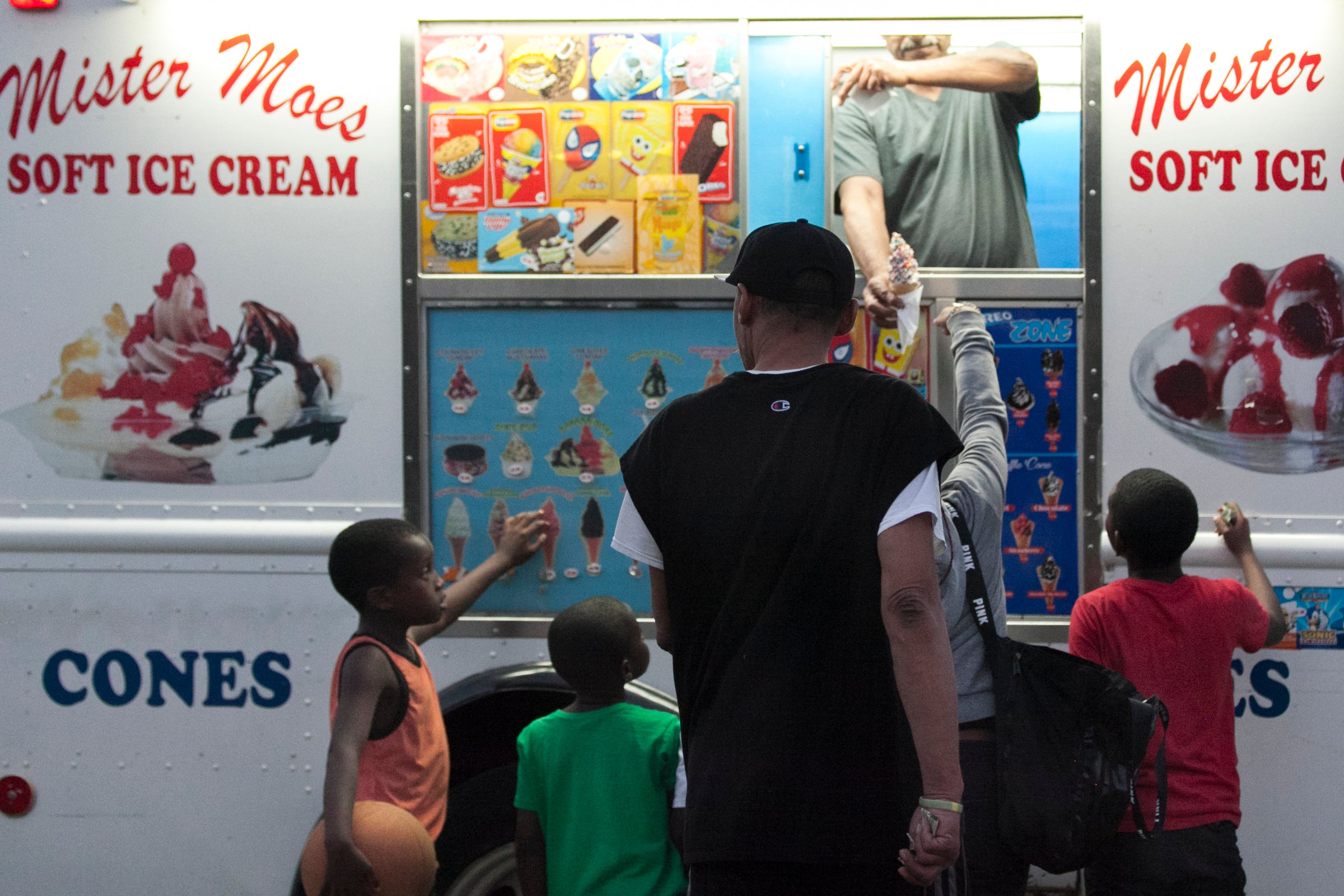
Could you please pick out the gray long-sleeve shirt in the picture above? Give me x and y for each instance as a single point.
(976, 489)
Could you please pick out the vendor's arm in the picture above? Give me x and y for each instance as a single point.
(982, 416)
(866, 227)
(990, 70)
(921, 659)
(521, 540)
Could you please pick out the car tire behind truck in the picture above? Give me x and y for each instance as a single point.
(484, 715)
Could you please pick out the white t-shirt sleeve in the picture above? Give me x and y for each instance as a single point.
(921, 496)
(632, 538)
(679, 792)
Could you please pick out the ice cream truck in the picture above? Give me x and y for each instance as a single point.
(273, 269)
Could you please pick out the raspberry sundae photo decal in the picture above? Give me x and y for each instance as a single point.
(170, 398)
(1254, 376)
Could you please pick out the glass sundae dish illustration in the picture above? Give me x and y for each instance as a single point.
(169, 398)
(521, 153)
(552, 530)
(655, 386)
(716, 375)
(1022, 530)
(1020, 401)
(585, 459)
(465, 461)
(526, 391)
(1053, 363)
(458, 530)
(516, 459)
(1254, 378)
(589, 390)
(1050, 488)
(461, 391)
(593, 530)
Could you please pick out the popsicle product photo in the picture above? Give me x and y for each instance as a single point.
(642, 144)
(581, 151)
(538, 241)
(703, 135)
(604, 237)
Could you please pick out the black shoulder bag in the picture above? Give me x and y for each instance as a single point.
+--
§ AIM
Copy out all the rows above, requests included, and adjust each x and y coordinate in the answers by -8. Leave the pictures out.

§ EXERCISE SOLUTION
Could you please pick out the gray long-sleeve shirt in the picture above? Give me x and y for each instance as a single point.
(968, 481)
Could you please pick out the vendor's arm in the picture above? Give me x and y for each instance as a single point.
(974, 408)
(858, 219)
(982, 62)
(913, 651)
(513, 532)
Could you please pick out the car tire behind truck in the picture above? Give me x and y for each instance as a single point.
(476, 707)
Could you please pick out the white t-shirt sleeve in the picture above? Give me x and y for each instance as a single point.
(913, 488)
(624, 530)
(671, 784)
Could you please pick out the ice cream truck in the picture above? Give me x and y for each instance as a single point.
(265, 261)
Could you please pick out the raspberry sundae photo decal in the picture above? Give me x and y for each instance as a single point.
(162, 390)
(1246, 368)
Could you please pick out the glass sundae dish illustration in the picture above? Give me x and y for each instance as a single point.
(161, 390)
(513, 145)
(544, 522)
(647, 378)
(708, 367)
(1014, 522)
(1012, 393)
(577, 451)
(457, 453)
(518, 383)
(1045, 355)
(450, 522)
(508, 451)
(1246, 370)
(581, 382)
(1042, 480)
(453, 383)
(585, 522)
Could you please pick out the popsicle product photo in the picture above? Give me x and y for each instance as a single point.
(634, 136)
(573, 143)
(530, 233)
(695, 127)
(596, 229)
Could you please pick out the black shoulder bag in the picture above? Give me x and y for each instance as a single point.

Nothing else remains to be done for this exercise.